> TO BE DONE
Are you able to retype all the records below exactly?

Dataset records about object locations:
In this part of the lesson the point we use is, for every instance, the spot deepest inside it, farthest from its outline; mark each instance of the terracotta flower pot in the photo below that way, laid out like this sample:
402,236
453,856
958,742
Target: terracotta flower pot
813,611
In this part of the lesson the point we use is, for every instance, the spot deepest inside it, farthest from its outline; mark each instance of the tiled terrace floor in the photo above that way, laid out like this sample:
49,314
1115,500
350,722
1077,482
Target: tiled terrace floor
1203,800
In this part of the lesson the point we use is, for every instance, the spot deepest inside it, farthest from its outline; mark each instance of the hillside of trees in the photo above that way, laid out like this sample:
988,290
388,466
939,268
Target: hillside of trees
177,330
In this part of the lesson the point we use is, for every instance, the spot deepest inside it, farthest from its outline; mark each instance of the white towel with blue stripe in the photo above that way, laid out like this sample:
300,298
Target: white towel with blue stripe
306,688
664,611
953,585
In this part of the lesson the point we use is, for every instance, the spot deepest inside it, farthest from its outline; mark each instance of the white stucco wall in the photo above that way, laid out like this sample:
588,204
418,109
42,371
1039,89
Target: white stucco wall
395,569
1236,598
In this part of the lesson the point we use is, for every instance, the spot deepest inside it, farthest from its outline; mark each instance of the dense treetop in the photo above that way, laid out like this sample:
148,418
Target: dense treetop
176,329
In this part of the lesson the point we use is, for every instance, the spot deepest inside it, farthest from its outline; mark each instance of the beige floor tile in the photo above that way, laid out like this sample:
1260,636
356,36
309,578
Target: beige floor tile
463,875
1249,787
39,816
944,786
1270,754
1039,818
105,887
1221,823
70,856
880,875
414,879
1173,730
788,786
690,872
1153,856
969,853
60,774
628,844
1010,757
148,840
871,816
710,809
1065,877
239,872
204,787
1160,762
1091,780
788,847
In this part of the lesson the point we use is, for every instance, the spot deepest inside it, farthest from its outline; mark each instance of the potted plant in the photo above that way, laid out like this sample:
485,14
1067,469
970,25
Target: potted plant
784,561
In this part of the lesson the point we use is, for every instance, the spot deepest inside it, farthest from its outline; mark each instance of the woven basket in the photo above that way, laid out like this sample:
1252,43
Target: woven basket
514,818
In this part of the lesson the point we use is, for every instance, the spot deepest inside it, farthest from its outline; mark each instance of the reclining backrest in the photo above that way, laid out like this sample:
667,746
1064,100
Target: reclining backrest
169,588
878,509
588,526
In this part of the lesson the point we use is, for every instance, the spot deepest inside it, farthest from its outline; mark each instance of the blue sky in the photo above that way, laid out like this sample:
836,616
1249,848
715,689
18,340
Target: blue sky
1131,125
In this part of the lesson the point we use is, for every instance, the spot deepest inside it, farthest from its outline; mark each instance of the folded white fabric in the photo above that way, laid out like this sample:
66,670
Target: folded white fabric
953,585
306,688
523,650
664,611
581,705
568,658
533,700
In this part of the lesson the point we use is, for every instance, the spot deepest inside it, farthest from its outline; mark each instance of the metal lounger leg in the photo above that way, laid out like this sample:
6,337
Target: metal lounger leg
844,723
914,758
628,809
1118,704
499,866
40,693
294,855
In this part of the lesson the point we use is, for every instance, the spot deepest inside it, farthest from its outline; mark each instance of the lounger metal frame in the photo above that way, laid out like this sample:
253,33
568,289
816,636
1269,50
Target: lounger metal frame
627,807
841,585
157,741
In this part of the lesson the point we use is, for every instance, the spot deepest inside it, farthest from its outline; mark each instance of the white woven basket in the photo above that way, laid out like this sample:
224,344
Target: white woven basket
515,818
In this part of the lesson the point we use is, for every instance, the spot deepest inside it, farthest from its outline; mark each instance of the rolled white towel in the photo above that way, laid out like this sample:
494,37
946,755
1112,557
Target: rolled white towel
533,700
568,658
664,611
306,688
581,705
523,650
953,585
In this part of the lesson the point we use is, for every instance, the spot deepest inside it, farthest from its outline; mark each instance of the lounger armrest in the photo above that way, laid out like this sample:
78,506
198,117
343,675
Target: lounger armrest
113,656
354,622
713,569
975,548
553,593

> TASK SOLUTION
In this part of the lesson the point we use is, for every instance, the spot deepest inside it, farthest from its outline; mark each instance of the terracotta flower pot in the photo below that way, laid out like this sample:
402,236
453,856
958,742
Target: terracotta flower pot
813,611
In this part of the lesson the point we use is, for every instance, the spot deepest inside it, farthest from its outline; mark each instance of the tiled terrace floor in the photo above that way, laid out like this sample:
49,314
1115,500
350,722
1077,482
Target: tiled terrace floor
1203,800
In this part of the lesson the point we use is, for every instance, the spot deepest inside it, farthest from its outline; mark each instance of the hillside of trees in the photo above that way, laid out like this sample:
988,290
388,466
939,268
Target: hillside of trees
177,330
In this part of the lesson the point we use is, for every instance, the spot deepest inside it, farthest from its outline; mark each instance of the white towel with blue stripe in the photo above that way, laid out like this sample:
300,298
Target: white towel with blue stripe
306,688
664,611
953,585
In this part of the lesson the point we use is, for every instance, the spot deepest inside it, farthest from its outline; mark each instance of the white stucco wall in the photo above that way, laid out like this sample:
588,204
418,109
42,371
1039,89
Target: white stucco wall
395,569
1236,598
In this part of the lesson the point we use is, for every instance, the spot deepest inside it, farthest from its outline; mark each instance of the dense treetop in the photo above that way, laid out like this sample:
148,418
Target: dense treetop
176,329
In this part of the lesson the point we use is, for every instance, the spot deepest inside it, farthest from its outline; mark each instance of the beige floor tile in the photo above that way, laid out like this sample:
1260,636
356,36
309,578
Target: beige floor tile
463,875
1249,787
39,816
944,786
1270,754
1039,818
105,887
1221,823
70,856
880,875
414,879
1173,730
788,786
690,872
1153,856
969,853
60,774
628,844
1010,757
148,840
871,816
710,809
1065,877
239,872
204,787
1160,762
1091,780
788,847
In this part of the lesson the point we use is, for every instance, the spot deepest inside it, farthest from its outline; mark each instance of the potted plant in the photo above that way, laid out like this sample:
485,14
1067,469
970,25
Target: potted plant
784,561
In this part of the lesson the point we use is, for every instance, the spot deepest inside it, farthest from its outline; mark each instance of the woven basket in the photo above that way, laid out like this sample:
1252,43
Target: woven basket
514,818
In this part of the lesson the point we use is, for every instance, the spot deepest inside it, farthest from its outline; mark each instance of the reclining backrest in the photo above that way, laid out like this sample:
667,746
1064,100
Target: reclining backrest
169,588
878,509
588,526
In this part of the lesson the point we use is, for every instance, the spot deepest inside it, farthest from its outline; mark each instance of the blue sky in the photo above that way, laid out like this sample:
836,616
1249,848
715,689
18,340
Target: blue sky
1131,125
In this part of the lesson the point we use is, for every instance, the spot deepest inside it, farthest from its outline; mark each instance of the folded white fabric in the photo above that way, laid out like this sample:
66,670
Target: folded white fabric
953,585
306,688
523,650
664,611
581,705
568,658
533,700
In this part of the lesson the point we use is, for every instance, the spot deepest inside it, farthest from its outline; mark each instance of the metal lounger leg in the photo above that way, laid out like this sample:
6,337
Target: metal lounger leg
844,723
914,758
628,809
1118,704
499,866
40,693
294,855
In this part of the lesson the point we use is, for every instance, the spot deepest inside it, farthest from its outline; mark each instance of the lounger metal frame in the photo above that way, laid out like this sample:
253,33
568,289
816,636
1269,50
Target: lounger metal frame
627,807
841,585
157,741
In this part of the lesson the point we use is, for every instance, the spot deepest inside it, farthest from its outline; mark each instance of the white woven basket in the photo above that way, laid out like this sample:
224,344
Target: white woven basket
515,818
In this part of the lesson the point we use is, for every instance, the spot deepest inside it, farthest from its outline; mark each instance of the rolled white towel in the photo above that way, laid out like this sample:
494,37
946,755
1112,557
Target: rolled white towel
533,700
568,658
664,611
306,688
581,705
523,650
953,585
In this part of the lesson the point we use is, for every instance, the spot deepest inside it, farthest from its outline; mark each instance of the lounger armrest in the photo above that way, laid out like this sample:
78,506
198,117
343,675
Target: lounger armrest
113,656
354,622
713,569
975,548
553,593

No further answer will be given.